▶ **REQUIRED WORK**
[1] Retype the article excerpt on bundled payments for joint replacement word for word, everything from "Blood Clots, Hospital" down to "for these procedures.".
[2] According to the excerpt on bundled payments for joint replacement, what outcomes could reconsidering the exceptions to reimbursement help bring about? List every one.
[3] Carry on the article excerpt on bundled payments for joint replacement from its final sentence.
=== SELECTED EXTRACT ===
Blood Clots, Hospital Acquired Conditions

Why Bundled Payments for Joint Replacement May Be Risky for Patients

The following is an excerpt of an article on bundled payments for joint replacement written by Michael Wong, JD, Executive Director of PPAHS and Lynn Razzano, RN, MSN, ONCC, Clinical Nurse Consultant at PPAHS.  It was first appeared on The Doctor Weighs In on November 18, 2016.  To read the full article, please click here.

CMS-bundled-payments

According to the Centers for Medicare & Medicaid Services (CMS), hip and knee replacements are the most common inpatient surgery for Medicare beneficiaries. In 2014, there were more than 400,000 procedures, costing more than $7 billion for the hospitalizations. CMS says that there is little consistency across providers in terms of the quality and cost of care for these procedures.

With an aim to improve the consistency of the quality and cost of care among providers,  CMS has introduced a new payment model, Comprehensive Care for Joint Replacement (CJR), in April 2016, using a concept known as bundled payments.

A significant aspect of this new model is that it contains exceptions to what will be reimbursed—exceptions that could prove potentially harmful to patients recovering from hip and knee replacements. Reconsidering these exceptions could go a long way in improving patient safety, reducing the number of readmissions, and reducing the cost of care for patients undergoing hip and knee replacement.
=== DATA FOR REVIEW ===
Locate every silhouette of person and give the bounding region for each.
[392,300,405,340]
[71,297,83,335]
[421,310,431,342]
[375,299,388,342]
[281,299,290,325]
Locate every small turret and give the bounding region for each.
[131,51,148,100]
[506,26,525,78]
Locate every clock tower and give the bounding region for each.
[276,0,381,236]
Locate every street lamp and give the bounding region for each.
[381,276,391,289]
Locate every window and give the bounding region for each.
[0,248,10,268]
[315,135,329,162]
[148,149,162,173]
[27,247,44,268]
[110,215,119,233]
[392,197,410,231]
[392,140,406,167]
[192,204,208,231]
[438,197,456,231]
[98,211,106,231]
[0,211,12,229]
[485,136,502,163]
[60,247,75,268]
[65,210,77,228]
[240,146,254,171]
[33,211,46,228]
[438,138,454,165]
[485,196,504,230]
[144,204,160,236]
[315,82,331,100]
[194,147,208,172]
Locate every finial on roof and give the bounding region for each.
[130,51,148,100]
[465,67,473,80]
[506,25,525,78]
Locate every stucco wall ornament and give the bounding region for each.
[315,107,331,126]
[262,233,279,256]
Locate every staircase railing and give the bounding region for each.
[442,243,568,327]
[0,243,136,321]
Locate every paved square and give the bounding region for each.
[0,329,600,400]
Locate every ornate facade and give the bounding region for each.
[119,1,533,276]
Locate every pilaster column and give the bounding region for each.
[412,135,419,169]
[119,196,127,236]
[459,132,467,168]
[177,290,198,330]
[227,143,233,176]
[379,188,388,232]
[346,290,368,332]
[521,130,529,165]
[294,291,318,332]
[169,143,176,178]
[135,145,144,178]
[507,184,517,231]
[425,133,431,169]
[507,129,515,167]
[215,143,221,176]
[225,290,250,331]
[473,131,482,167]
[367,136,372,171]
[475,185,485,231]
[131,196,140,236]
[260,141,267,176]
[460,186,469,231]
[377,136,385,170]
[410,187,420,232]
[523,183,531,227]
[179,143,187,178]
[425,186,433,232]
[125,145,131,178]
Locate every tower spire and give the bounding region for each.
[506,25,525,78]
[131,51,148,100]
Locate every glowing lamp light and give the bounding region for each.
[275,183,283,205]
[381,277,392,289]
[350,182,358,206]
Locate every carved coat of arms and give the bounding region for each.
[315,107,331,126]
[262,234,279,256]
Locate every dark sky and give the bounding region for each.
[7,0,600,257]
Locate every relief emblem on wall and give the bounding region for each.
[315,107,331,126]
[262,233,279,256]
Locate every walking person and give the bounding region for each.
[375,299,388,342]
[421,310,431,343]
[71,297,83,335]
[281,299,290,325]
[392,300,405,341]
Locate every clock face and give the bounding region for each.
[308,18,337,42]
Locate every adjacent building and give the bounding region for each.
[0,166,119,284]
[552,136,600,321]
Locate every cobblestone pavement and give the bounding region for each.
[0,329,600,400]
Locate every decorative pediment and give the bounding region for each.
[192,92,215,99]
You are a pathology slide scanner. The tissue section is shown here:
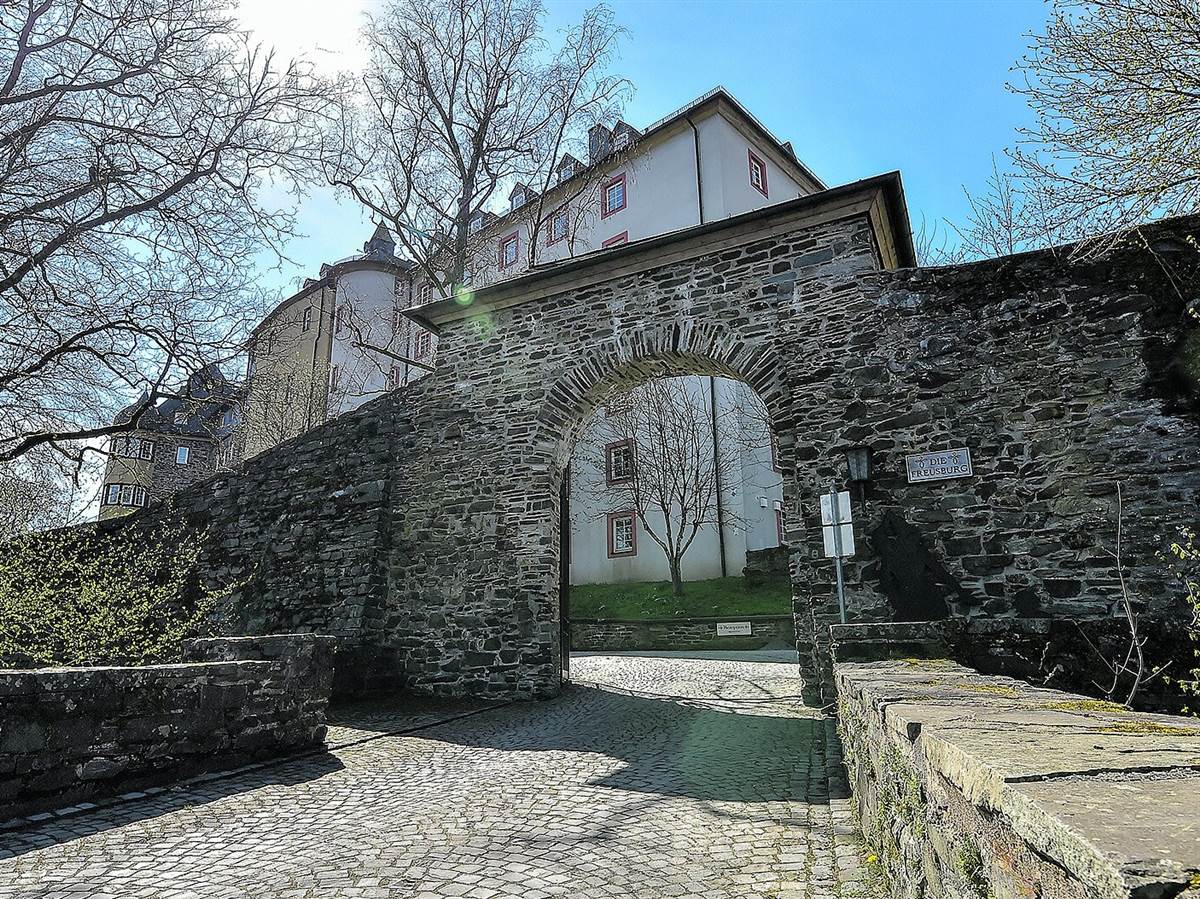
===
▶ **ANSWERS TO THE EXERCISE**
[1]
Blood Clots, Hospital Acquired Conditions

Why Bundled Payments for Joint Replacement May Be Risky for Patients

The following is an excerpt of an article on bundled payments for joint replacement written by Michael Wong, JD, Executive Director of PPAHS and Lynn Razzano, RN, MSN, ONCC, Clinical Nurse Consultant at PPAHS.  It was first appeared on The Doctor Weighs In on November 18, 2016.  To read the full article, please click here.

CMS-bundled-payments

According to the Centers for Medicare & Medicaid Services (CMS), hip and knee replacements are the most common inpatient surgery for Medicare beneficiaries. In 2014, there were more than 400,000 procedures, costing more than $7 billion for the hospitalizations. CMS says that there is little consistency across providers in terms of the quality and cost of care for these procedures.

[2]
- Improving patient safety
- Reducing the number of readmissions
- Reducing the cost of care for patients undergoing hip and knee replacement

[3]
Comparing pharmacological and nonpharmacological treatments

Both treatment options are equally effective at preventing blood clots but IPCDs are associated with lower risk of major bleeding.

Concerning is the exclusion of IPCDs (a significant exception to CJR) as a reimbursable treatment option for VTE prophylaxis at home under Medicare Part B—it may be significantly undermining efforts to keep patients safe from VTE occurrence due to the prolonged high risk after surgery.

The exception is puzzling for two reasons:

  1. The CJR bundled payment option reimburses for IPCD prescriptions under Medicare Part A and, therefore, recognizes their role in VTE prophylaxis treatment. Both VTE and bleeding each account for 6.3% of CJR readmissions, which trail only surgical site infections (18.8%) and prosthesis issues (7.5%) as the leading reasons for readmissions.
  2. In addition to patient safety concerns, readmissions increase the cost of care and put a financial strain on the healthcare system in the United States. The exception of IPCDs from the bundled payment reimbursement needs to be re-evaluated.

Should IPCDs be covered under CJR?

By denying coverage of IPCDs under Medicare Part B:

  • Physicians may be unable to practice medicine in the best interests of their patients being discharged from the hospital.
  • Patients may be unable to receive quality-of-care in a cost-effective manner (see the SAFE Study for more information).
  • Patients need care that is based on evidence, not reimbursements. Bundled payment models such as CJR should be designed to encourage the safest, most clinically effective, most cost-efficient options.